A run of records
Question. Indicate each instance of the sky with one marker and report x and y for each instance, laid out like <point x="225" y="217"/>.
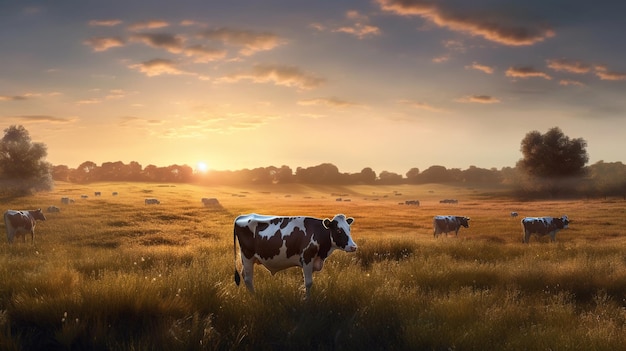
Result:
<point x="386" y="84"/>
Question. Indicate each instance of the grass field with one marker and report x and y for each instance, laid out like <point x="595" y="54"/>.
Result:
<point x="111" y="273"/>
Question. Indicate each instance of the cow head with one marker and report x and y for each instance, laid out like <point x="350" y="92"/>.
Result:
<point x="340" y="232"/>
<point x="565" y="221"/>
<point x="37" y="214"/>
<point x="464" y="221"/>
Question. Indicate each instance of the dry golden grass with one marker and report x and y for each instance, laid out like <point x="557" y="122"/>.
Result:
<point x="110" y="272"/>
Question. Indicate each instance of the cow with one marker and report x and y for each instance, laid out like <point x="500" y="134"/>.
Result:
<point x="151" y="201"/>
<point x="210" y="201"/>
<point x="543" y="226"/>
<point x="279" y="243"/>
<point x="449" y="201"/>
<point x="22" y="222"/>
<point x="445" y="224"/>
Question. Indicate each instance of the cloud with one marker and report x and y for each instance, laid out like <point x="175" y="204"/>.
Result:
<point x="526" y="72"/>
<point x="441" y="59"/>
<point x="151" y="24"/>
<point x="565" y="65"/>
<point x="277" y="74"/>
<point x="126" y="121"/>
<point x="44" y="118"/>
<point x="568" y="82"/>
<point x="501" y="28"/>
<point x="421" y="106"/>
<point x="603" y="73"/>
<point x="249" y="41"/>
<point x="202" y="54"/>
<point x="359" y="26"/>
<point x="104" y="23"/>
<point x="91" y="101"/>
<point x="171" y="43"/>
<point x="13" y="98"/>
<point x="331" y="102"/>
<point x="157" y="67"/>
<point x="104" y="43"/>
<point x="479" y="67"/>
<point x="480" y="99"/>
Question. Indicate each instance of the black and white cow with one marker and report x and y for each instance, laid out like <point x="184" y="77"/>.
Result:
<point x="279" y="243"/>
<point x="543" y="226"/>
<point x="445" y="224"/>
<point x="22" y="222"/>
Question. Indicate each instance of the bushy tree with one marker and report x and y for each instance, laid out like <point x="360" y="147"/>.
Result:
<point x="23" y="168"/>
<point x="553" y="155"/>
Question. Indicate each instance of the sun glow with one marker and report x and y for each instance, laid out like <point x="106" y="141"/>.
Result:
<point x="202" y="167"/>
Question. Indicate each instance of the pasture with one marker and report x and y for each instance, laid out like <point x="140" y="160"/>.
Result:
<point x="113" y="273"/>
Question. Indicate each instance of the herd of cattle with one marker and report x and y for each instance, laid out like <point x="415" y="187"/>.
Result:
<point x="278" y="242"/>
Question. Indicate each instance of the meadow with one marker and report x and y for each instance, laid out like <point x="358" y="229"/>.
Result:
<point x="111" y="273"/>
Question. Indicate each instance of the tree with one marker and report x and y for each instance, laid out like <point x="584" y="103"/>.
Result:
<point x="23" y="168"/>
<point x="553" y="155"/>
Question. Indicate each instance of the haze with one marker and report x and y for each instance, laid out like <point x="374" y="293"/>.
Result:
<point x="386" y="84"/>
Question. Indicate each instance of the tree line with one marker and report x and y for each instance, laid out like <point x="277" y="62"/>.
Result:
<point x="552" y="165"/>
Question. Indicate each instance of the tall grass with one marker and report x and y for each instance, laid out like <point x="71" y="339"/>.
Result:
<point x="112" y="273"/>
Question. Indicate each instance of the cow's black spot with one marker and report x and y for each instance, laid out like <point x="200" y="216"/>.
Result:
<point x="296" y="241"/>
<point x="268" y="247"/>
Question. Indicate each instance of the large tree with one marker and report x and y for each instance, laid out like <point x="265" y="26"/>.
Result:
<point x="553" y="154"/>
<point x="23" y="168"/>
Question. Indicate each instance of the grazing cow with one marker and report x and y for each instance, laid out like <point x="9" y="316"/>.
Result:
<point x="445" y="224"/>
<point x="449" y="201"/>
<point x="282" y="242"/>
<point x="22" y="222"/>
<point x="210" y="201"/>
<point x="543" y="226"/>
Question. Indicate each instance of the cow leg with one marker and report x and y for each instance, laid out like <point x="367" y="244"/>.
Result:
<point x="248" y="273"/>
<point x="308" y="277"/>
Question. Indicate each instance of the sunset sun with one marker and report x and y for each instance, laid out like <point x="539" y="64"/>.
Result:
<point x="201" y="167"/>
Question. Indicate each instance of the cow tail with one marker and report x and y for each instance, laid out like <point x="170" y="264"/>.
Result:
<point x="237" y="277"/>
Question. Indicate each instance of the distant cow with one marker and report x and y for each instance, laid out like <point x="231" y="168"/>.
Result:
<point x="445" y="224"/>
<point x="543" y="226"/>
<point x="449" y="201"/>
<point x="22" y="222"/>
<point x="152" y="201"/>
<point x="210" y="201"/>
<point x="282" y="242"/>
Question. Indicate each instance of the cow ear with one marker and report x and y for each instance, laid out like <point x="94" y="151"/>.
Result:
<point x="326" y="222"/>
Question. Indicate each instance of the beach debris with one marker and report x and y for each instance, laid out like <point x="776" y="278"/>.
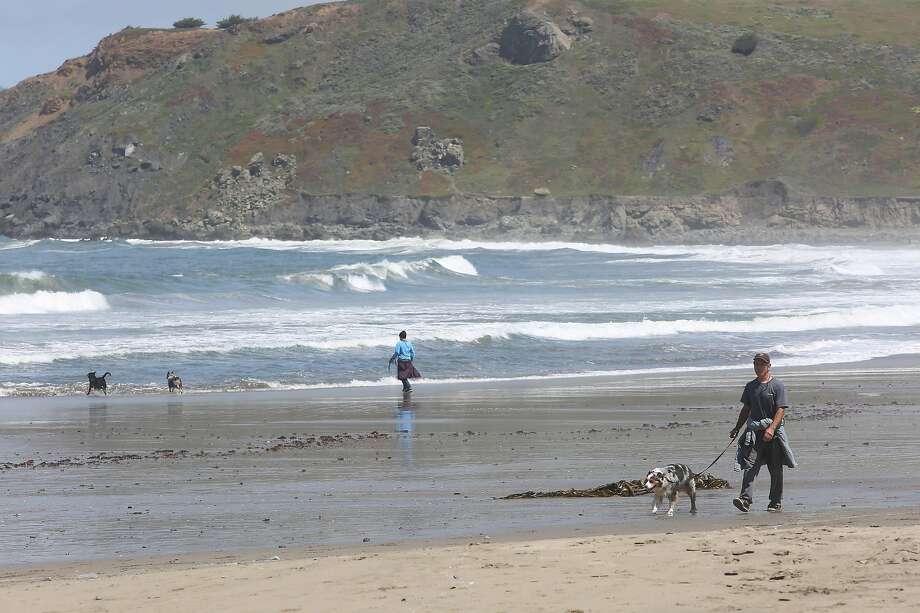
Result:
<point x="705" y="481"/>
<point x="281" y="443"/>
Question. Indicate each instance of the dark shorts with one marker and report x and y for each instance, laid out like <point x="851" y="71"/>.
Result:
<point x="405" y="370"/>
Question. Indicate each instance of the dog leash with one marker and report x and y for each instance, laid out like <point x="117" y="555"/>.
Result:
<point x="713" y="463"/>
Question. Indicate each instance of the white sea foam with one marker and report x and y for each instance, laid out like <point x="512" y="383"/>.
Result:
<point x="371" y="277"/>
<point x="239" y="331"/>
<point x="30" y="275"/>
<point x="52" y="302"/>
<point x="838" y="259"/>
<point x="14" y="244"/>
<point x="364" y="283"/>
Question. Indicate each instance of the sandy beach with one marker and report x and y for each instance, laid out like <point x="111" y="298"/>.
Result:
<point x="841" y="563"/>
<point x="353" y="499"/>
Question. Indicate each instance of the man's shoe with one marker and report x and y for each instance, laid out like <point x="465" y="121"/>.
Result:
<point x="742" y="504"/>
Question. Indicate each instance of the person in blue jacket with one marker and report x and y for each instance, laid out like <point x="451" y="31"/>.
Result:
<point x="403" y="356"/>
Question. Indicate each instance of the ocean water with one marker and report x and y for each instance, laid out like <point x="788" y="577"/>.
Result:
<point x="262" y="314"/>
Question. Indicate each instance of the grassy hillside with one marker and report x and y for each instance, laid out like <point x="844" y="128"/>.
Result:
<point x="650" y="101"/>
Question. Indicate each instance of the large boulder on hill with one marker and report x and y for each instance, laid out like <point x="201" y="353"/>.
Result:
<point x="530" y="38"/>
<point x="431" y="153"/>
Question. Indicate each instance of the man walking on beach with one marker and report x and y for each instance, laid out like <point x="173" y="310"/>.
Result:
<point x="764" y="441"/>
<point x="403" y="355"/>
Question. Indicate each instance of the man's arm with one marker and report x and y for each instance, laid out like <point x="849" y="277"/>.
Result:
<point x="777" y="420"/>
<point x="742" y="417"/>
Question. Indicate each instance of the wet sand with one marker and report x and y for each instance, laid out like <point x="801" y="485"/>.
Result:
<point x="257" y="475"/>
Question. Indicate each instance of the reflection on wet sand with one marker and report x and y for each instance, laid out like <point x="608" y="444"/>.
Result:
<point x="405" y="428"/>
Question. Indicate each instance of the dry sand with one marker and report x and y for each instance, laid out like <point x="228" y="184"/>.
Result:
<point x="848" y="563"/>
<point x="80" y="533"/>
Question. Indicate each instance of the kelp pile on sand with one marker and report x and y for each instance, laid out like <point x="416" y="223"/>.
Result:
<point x="619" y="488"/>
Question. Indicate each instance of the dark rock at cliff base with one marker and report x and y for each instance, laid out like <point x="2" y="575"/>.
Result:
<point x="530" y="39"/>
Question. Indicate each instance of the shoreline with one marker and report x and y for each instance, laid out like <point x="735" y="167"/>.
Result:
<point x="132" y="477"/>
<point x="894" y="364"/>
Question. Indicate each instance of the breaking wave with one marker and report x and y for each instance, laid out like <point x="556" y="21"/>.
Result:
<point x="371" y="277"/>
<point x="42" y="302"/>
<point x="25" y="281"/>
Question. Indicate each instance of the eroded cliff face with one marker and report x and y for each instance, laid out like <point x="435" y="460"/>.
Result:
<point x="477" y="118"/>
<point x="739" y="217"/>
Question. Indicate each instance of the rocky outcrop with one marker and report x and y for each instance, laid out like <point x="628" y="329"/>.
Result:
<point x="261" y="204"/>
<point x="52" y="106"/>
<point x="431" y="153"/>
<point x="238" y="192"/>
<point x="530" y="38"/>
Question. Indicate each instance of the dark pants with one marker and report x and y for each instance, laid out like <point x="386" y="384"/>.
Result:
<point x="770" y="455"/>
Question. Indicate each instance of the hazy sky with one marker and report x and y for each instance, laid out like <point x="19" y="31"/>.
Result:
<point x="36" y="36"/>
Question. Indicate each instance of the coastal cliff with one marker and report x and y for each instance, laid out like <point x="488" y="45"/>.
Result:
<point x="628" y="121"/>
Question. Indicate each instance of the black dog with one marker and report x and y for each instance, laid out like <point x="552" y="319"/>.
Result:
<point x="174" y="382"/>
<point x="97" y="383"/>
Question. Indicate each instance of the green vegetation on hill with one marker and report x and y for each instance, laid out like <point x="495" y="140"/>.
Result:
<point x="648" y="99"/>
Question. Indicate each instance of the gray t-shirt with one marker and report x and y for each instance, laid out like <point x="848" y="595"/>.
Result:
<point x="764" y="398"/>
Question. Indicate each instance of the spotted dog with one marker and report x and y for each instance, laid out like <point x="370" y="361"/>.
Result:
<point x="671" y="480"/>
<point x="97" y="383"/>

• [Exercise brief] Reproduce the records word for word, starting at the line that contains "Question. Indicate each instance of the gray" and continuing through the end of the records.

• [Problem solution]
Question. Indicate each instance of the gray t-shirt with one marker and report x and y for each instance, laid out like <point x="848" y="595"/>.
Result:
<point x="764" y="398"/>
Question. Indicate each instance of the spotted dog with one marker and report x and y for each instance, laid out like <point x="370" y="361"/>.
Result:
<point x="671" y="480"/>
<point x="97" y="383"/>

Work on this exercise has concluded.